▶ _Your instructions_: Reproduce every one of the rows below verbatim, altering nothing.

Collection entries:
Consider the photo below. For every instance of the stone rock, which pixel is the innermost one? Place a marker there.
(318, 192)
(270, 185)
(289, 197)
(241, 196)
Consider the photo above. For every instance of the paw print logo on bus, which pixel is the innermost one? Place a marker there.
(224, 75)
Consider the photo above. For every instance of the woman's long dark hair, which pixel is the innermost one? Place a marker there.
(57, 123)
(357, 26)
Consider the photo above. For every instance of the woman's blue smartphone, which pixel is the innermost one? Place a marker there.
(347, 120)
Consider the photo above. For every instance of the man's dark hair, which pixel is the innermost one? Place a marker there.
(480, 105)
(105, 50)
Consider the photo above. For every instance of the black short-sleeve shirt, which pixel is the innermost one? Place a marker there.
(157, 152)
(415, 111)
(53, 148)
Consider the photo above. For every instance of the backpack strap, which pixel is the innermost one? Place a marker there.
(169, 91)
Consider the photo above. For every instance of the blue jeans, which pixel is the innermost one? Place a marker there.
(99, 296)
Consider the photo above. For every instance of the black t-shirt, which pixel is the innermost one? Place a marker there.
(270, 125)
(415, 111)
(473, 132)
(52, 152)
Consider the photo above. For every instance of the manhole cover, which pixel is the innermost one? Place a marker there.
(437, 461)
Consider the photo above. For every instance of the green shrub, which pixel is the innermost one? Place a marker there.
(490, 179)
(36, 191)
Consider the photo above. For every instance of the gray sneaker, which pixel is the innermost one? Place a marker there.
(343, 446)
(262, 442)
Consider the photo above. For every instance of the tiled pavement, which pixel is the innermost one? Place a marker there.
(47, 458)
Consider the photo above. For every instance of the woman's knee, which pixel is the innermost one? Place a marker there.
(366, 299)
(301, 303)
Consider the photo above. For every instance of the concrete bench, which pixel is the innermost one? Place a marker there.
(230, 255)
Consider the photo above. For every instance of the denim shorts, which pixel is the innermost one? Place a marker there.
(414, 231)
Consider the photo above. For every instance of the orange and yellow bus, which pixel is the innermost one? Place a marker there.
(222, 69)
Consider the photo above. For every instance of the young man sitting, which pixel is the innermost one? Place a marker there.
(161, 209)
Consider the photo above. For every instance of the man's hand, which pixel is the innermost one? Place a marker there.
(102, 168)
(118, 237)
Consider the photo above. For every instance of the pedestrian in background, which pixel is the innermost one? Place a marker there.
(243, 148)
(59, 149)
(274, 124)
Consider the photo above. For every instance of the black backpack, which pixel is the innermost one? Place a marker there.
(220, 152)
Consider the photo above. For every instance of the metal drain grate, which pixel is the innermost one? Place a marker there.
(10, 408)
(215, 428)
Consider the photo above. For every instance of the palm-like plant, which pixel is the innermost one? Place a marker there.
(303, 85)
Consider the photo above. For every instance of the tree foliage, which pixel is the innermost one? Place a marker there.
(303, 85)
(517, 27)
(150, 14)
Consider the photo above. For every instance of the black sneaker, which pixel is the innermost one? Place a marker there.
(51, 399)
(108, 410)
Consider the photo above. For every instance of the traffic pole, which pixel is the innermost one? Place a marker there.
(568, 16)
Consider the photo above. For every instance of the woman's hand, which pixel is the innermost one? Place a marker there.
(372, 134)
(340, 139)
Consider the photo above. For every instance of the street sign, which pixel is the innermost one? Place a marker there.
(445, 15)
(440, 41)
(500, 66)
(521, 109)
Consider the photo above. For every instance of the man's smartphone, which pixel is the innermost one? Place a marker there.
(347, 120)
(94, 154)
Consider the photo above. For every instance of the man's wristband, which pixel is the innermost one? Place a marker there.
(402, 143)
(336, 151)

▶ _The result_:
Consider the photo below. For every instance of the stone rock, which pixel is the innermost one? Place a marker there.
(318, 192)
(270, 185)
(289, 197)
(241, 196)
Consider the photo above. For every instance of the paw print logo on bus, which pixel is the innermost one? Place a marker there.
(224, 75)
Consider the photo above. For every instance of the woman's long dark hair, which pixel is the innermost one? Place a marker there.
(57, 123)
(357, 26)
Consider the photo above. For every instance of the woman's blue smartphone, which pixel is the innermost one? Place a marker there.
(347, 120)
Consider the photo above. For every instance of the man's dark hair, which pixel is the innermost one? Place a marker there.
(480, 105)
(105, 50)
Consider the photo above. For every instance of the black short-sleeve shirt, which pixel is the innermost one? Place a marker there.
(157, 152)
(415, 111)
(53, 148)
Consider the photo above. For every instance of the backpack strap, which pixel is the innermost one? Place a marker there.
(169, 91)
Consider the photo above. For every instance of the blue jeans, which pixel is the innermost one? Place a marker there.
(99, 296)
Consider the photo above. For every instance of the black t-shirt, which pixel is the innermost one? Place a marker there.
(270, 125)
(415, 111)
(473, 132)
(52, 152)
Consider the photo above. For every instance of the manhole cover, which pixel is the innermost one? Place a marker there.
(437, 461)
Consider the photo above. For every instance of the green shrub, which pixel is the innermost one? Place a marker there.
(490, 179)
(36, 191)
Consider the photo above. For every instance of the gray sneaker, which pixel is the innermost one? Place a marker there.
(343, 446)
(262, 442)
Consider the photo above. For every instance of the tiled pavement, which pixel is the innermost one? Place a marker there.
(47, 458)
Consider the photo above. For every instance of the woman's knee, which pixel is the innermost one? Place a marker there.
(366, 299)
(301, 303)
Consider the photo above. For every instance of the concrete bench, which pixel is the innermost one? Place a marker there.
(230, 255)
Consider the photo above. For every instance of the denim shorts, which pixel is the innermost one? Place a marker there.
(414, 231)
Consider the photo above. For every instance of the orange and yellow bus, which pixel is the innermost one? Place a marker there.
(222, 69)
Consider the photo above. For every instance of the young man sitting, which pixel is the innermost one? Place a marker there.
(161, 209)
Consider the photo above. For every instance of the man's hand, which pixel is the innermost one? Place a marker there.
(102, 168)
(118, 237)
Consider the photo above. For every instance of the pedestrian in background, which pixel is the innermost one? Place a marker there.
(243, 148)
(59, 149)
(274, 124)
Consider the photo above. For every instance of the black backpack, which pixel is the innermost one? Place a marker there.
(220, 152)
Consider the photo above. For every instance of the metal drain grate, which pixel is the innermost one? Place a marker there.
(10, 408)
(215, 428)
Consider the photo above. For every instance of the palm-like plant, which pixel is the innermost one? Place a marker there.
(303, 85)
Consider the photo above. For every instance of the tree foliage, which pixel is the innermost one? Place a marker there.
(303, 85)
(517, 27)
(150, 14)
Consider the photo above. For every instance of the black sneaker, which pixel is the innermost one? Place a marker there.
(51, 399)
(108, 410)
Consider the photo above. For every instance of the traffic pole, which pixel is the innermost one? Place a marker there.
(568, 16)
Consider the photo above. For every instance of the woman's hand, which pixel is the innermost one? Place a marker there.
(372, 134)
(340, 139)
Consider the photo above. For every instance of the street sign, which pixel is the innermost one? Place a marker there.
(445, 15)
(440, 41)
(500, 66)
(521, 109)
Consider the photo above. For every instance of the man's smartphone, which pixel is the innermost one? Place a marker there.
(347, 120)
(94, 154)
Consider the photo above. For every instance of the man's wristband, which pixel is the innermost one? Place a marker there.
(402, 143)
(336, 151)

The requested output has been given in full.